DATA SECTION ▸
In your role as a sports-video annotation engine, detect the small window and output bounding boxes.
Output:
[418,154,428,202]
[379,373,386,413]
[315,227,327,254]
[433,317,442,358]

TASK INSTRUCTIONS ▸ Output every line of the entries above as a numbered list, skipping any blank lines.

TASK RESULT ▸
1. In your role as a sports-video annotation engine, detect the small window and output bounding boxes.
2. Output:
3. [418,154,428,202]
4. [379,373,386,413]
5. [315,227,327,254]
6. [433,317,442,358]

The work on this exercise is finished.